_What to do_
Reproduce the data below word for word, leaving out the pictures.

_Dataset_
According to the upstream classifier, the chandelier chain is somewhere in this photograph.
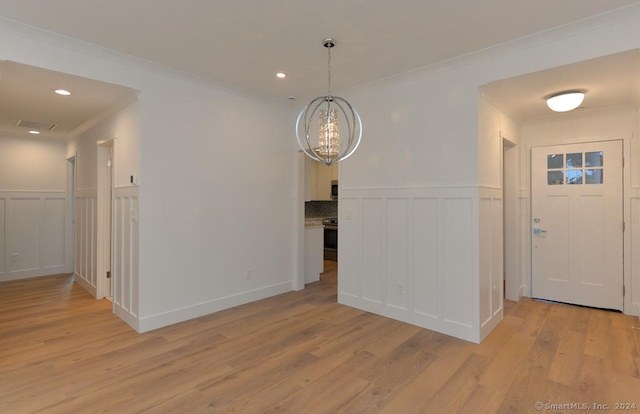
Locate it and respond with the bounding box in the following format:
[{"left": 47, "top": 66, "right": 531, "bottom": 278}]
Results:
[{"left": 327, "top": 47, "right": 331, "bottom": 96}]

_Correct response_
According to the upstream classifier, the chandelier chain is somewhere in this photograph.
Locate it and respond with the bounding box in the following format:
[{"left": 47, "top": 66, "right": 531, "bottom": 278}]
Results:
[{"left": 327, "top": 47, "right": 331, "bottom": 96}]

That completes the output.